Copy the lines below word for word, starting at the line that contains "of the sky?" and ending at the line that contains "x=349 y=278", with both of those lines included.
-------- Material --------
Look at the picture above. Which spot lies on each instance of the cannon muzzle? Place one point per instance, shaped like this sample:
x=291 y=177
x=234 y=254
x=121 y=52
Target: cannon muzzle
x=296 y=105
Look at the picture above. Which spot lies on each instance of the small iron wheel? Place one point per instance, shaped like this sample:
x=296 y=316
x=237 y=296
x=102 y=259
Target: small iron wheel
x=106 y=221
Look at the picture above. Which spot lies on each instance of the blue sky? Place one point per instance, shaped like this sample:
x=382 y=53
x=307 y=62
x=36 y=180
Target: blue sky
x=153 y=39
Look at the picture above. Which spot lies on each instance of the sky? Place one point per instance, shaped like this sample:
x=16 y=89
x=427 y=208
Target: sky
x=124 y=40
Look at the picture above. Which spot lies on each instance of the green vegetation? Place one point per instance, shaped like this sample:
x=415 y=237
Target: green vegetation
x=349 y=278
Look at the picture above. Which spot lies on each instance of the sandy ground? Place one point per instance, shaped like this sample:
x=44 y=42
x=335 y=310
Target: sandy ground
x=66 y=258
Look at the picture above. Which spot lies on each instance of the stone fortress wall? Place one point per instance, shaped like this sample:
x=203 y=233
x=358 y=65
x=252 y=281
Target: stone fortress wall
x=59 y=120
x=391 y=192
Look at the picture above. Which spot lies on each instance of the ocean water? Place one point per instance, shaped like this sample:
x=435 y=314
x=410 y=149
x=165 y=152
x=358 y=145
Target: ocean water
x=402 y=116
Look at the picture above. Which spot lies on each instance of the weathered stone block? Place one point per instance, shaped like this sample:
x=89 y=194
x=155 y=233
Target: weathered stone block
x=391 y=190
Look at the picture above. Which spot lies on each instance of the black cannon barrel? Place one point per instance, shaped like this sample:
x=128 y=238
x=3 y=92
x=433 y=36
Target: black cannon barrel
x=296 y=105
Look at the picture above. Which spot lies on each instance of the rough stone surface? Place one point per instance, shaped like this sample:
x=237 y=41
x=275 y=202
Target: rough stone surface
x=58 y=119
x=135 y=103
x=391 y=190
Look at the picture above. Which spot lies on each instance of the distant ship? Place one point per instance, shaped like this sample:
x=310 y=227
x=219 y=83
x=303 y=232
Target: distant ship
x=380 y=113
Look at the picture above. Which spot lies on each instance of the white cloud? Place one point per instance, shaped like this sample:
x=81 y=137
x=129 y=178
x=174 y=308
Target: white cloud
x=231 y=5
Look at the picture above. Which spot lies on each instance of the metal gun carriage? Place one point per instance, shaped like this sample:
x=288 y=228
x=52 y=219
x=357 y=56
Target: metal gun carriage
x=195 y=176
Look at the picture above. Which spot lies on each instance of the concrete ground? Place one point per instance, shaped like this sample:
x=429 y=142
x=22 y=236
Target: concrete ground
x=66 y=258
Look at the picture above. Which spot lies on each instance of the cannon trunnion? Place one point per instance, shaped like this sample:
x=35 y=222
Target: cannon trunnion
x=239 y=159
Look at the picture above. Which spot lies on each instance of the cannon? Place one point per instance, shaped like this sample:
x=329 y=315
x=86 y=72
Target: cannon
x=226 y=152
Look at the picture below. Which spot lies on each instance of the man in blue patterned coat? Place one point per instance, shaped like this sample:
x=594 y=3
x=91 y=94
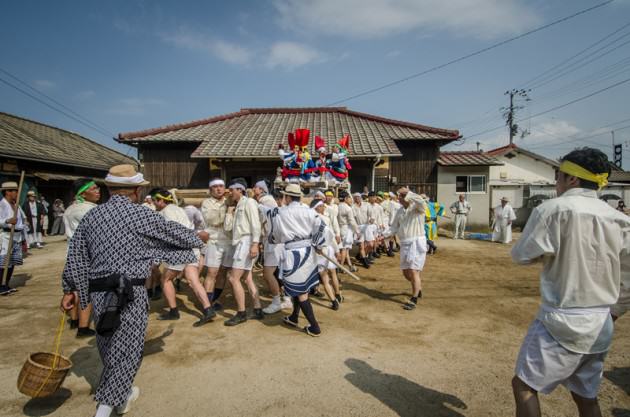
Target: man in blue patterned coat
x=110 y=257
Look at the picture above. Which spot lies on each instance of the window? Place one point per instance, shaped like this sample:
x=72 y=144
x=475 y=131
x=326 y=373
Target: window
x=470 y=184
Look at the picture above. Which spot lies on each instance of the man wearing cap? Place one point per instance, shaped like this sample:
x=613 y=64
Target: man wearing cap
x=219 y=243
x=271 y=253
x=348 y=228
x=109 y=259
x=164 y=204
x=502 y=223
x=301 y=231
x=359 y=209
x=408 y=224
x=244 y=223
x=86 y=196
x=11 y=217
x=35 y=213
x=584 y=246
x=461 y=209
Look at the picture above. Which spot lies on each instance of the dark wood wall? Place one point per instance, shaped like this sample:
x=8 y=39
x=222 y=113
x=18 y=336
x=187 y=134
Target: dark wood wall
x=417 y=167
x=170 y=165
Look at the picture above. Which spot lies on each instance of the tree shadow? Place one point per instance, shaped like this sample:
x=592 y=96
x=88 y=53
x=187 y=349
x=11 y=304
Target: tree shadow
x=406 y=398
x=370 y=292
x=36 y=407
x=620 y=377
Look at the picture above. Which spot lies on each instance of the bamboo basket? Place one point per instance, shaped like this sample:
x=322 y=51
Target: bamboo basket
x=43 y=374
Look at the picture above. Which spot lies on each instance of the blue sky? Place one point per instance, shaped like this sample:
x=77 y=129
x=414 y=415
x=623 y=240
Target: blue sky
x=131 y=65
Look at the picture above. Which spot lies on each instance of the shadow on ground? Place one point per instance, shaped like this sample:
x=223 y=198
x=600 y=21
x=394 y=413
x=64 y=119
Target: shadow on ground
x=406 y=398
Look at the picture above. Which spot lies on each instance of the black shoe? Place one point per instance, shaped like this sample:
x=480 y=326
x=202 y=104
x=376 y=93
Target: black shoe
x=85 y=332
x=257 y=314
x=207 y=317
x=169 y=315
x=238 y=318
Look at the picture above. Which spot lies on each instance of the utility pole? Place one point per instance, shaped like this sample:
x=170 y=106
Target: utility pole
x=509 y=113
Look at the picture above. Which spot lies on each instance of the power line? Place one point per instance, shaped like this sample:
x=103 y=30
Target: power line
x=470 y=55
x=553 y=108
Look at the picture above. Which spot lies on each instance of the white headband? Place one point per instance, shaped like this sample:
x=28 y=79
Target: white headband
x=237 y=185
x=262 y=185
x=136 y=179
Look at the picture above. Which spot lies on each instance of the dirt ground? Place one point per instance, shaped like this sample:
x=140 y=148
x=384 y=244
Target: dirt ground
x=452 y=356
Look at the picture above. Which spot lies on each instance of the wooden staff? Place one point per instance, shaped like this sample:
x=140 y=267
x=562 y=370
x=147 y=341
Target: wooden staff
x=7 y=258
x=343 y=268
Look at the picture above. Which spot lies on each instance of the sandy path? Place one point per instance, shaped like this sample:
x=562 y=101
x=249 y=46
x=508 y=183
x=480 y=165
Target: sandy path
x=453 y=356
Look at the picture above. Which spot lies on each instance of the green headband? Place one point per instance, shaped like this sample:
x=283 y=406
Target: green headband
x=84 y=189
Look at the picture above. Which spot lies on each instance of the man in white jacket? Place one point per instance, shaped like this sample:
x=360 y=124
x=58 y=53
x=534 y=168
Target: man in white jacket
x=584 y=245
x=502 y=223
x=408 y=225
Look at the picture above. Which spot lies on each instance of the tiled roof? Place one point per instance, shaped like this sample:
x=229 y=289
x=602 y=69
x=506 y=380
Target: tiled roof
x=25 y=139
x=504 y=150
x=466 y=158
x=257 y=132
x=619 y=176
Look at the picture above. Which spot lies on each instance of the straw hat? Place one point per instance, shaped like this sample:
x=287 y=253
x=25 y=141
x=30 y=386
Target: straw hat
x=124 y=176
x=10 y=185
x=293 y=190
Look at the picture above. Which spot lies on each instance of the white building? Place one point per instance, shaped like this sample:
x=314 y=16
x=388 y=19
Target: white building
x=466 y=173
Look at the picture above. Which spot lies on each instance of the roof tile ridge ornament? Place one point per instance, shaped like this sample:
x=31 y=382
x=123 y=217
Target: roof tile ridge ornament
x=448 y=132
x=127 y=136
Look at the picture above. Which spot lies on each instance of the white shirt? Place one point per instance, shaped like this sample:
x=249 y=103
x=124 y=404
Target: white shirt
x=584 y=245
x=408 y=222
x=346 y=217
x=213 y=212
x=73 y=215
x=195 y=217
x=504 y=214
x=176 y=214
x=460 y=207
x=360 y=213
x=332 y=213
x=245 y=221
x=296 y=222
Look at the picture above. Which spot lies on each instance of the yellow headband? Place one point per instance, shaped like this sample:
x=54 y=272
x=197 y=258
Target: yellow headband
x=571 y=168
x=161 y=197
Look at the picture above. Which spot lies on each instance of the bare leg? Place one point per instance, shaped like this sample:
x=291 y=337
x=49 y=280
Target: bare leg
x=168 y=288
x=235 y=276
x=587 y=407
x=192 y=276
x=253 y=290
x=526 y=398
x=272 y=283
x=325 y=280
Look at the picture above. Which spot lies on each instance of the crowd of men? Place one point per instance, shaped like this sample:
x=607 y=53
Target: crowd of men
x=303 y=248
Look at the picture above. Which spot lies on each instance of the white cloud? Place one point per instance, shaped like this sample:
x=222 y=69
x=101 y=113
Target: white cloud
x=226 y=51
x=291 y=55
x=85 y=94
x=547 y=132
x=380 y=18
x=45 y=84
x=134 y=106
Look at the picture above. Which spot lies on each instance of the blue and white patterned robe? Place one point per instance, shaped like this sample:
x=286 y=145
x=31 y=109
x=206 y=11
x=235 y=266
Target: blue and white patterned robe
x=299 y=229
x=125 y=238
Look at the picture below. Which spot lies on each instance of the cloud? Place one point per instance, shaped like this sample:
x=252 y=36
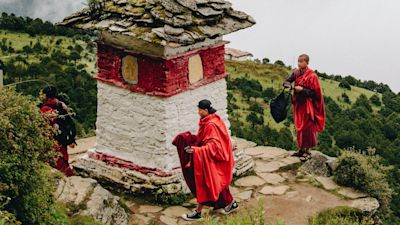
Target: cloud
x=52 y=10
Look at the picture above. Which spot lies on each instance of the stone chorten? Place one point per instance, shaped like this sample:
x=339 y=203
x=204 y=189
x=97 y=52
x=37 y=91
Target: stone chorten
x=156 y=60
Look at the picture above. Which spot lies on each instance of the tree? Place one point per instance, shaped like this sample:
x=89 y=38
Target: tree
x=38 y=47
x=346 y=98
x=351 y=80
x=256 y=108
x=23 y=174
x=279 y=62
x=344 y=84
x=268 y=93
x=74 y=56
x=363 y=102
x=375 y=100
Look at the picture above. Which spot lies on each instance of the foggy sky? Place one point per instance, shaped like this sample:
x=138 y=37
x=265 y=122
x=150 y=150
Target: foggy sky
x=347 y=37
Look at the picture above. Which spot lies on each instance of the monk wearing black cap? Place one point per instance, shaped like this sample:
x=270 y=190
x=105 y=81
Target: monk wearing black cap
x=207 y=162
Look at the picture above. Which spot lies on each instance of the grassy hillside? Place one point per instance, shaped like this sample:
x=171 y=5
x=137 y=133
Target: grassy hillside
x=19 y=40
x=271 y=75
x=69 y=63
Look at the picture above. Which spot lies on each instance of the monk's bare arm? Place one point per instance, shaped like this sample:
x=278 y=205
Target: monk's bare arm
x=289 y=81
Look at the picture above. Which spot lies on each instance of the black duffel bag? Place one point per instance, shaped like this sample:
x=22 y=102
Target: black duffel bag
x=280 y=106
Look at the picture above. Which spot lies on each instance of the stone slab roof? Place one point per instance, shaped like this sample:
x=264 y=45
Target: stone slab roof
x=163 y=22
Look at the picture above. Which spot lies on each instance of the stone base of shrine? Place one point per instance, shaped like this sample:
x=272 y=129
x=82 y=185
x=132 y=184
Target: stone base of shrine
x=123 y=175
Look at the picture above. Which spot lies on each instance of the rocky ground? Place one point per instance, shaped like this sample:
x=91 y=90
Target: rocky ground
x=290 y=191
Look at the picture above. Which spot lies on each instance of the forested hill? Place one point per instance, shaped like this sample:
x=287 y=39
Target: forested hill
x=360 y=114
x=367 y=120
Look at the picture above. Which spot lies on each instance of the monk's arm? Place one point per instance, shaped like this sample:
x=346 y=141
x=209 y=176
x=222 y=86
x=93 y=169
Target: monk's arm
x=289 y=81
x=212 y=145
x=307 y=93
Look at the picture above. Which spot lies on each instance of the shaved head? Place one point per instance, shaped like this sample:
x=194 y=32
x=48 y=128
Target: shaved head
x=305 y=57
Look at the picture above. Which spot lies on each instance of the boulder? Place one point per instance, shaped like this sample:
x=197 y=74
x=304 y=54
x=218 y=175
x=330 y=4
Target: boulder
x=317 y=165
x=91 y=199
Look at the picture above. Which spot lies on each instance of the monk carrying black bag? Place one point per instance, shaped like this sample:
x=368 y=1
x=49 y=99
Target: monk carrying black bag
x=280 y=105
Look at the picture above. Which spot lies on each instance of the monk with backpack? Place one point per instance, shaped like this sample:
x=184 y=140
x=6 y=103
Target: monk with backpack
x=66 y=130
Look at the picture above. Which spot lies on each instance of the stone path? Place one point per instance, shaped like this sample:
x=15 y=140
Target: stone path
x=289 y=194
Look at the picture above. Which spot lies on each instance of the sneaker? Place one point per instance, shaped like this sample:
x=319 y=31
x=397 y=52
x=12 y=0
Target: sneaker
x=230 y=208
x=193 y=216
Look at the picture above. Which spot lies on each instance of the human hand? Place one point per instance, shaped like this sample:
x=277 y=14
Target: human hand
x=298 y=88
x=287 y=85
x=73 y=145
x=189 y=150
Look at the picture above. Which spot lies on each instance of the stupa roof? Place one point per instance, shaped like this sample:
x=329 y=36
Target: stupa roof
x=162 y=22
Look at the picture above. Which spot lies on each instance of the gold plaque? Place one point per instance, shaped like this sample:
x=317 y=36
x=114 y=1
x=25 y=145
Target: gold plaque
x=195 y=69
x=130 y=69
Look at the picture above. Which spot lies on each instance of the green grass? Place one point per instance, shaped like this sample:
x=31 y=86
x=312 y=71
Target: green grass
x=272 y=76
x=340 y=215
x=19 y=40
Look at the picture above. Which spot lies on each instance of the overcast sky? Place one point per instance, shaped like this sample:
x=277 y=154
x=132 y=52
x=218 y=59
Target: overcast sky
x=346 y=37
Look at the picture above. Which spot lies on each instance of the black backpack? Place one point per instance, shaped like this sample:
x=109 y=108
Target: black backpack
x=66 y=125
x=280 y=106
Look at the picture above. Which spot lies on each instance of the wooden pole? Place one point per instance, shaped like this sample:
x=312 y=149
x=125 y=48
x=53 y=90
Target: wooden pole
x=1 y=79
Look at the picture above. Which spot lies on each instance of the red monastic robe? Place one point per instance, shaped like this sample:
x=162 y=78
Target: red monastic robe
x=62 y=163
x=309 y=113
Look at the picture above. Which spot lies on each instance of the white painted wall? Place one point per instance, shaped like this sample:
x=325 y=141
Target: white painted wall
x=140 y=128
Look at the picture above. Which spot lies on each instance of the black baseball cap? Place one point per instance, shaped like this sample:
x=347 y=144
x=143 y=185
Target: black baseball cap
x=206 y=104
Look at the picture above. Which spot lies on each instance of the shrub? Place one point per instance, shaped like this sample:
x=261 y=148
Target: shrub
x=365 y=173
x=7 y=218
x=375 y=100
x=256 y=108
x=24 y=147
x=339 y=215
x=346 y=98
x=344 y=84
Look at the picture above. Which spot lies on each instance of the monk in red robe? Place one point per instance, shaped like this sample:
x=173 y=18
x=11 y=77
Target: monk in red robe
x=49 y=105
x=207 y=162
x=309 y=107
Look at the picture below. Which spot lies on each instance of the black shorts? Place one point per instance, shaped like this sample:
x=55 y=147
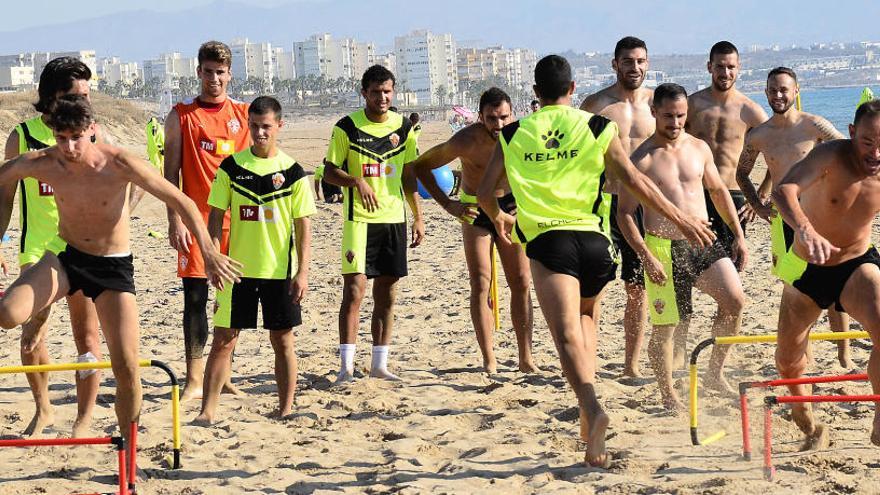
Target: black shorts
--------
* _Solved problem_:
Look at the picture above. Which spot lies on each instance of the sky? Place one point per instance, shaped like this sample:
x=16 y=89
x=427 y=208
Target: sky
x=124 y=40
Look at the picture above. Which spot lies on each instance of the green vegetation? Place one point per instance, shaped like this sample:
x=415 y=237
Target: green vegetation
x=349 y=278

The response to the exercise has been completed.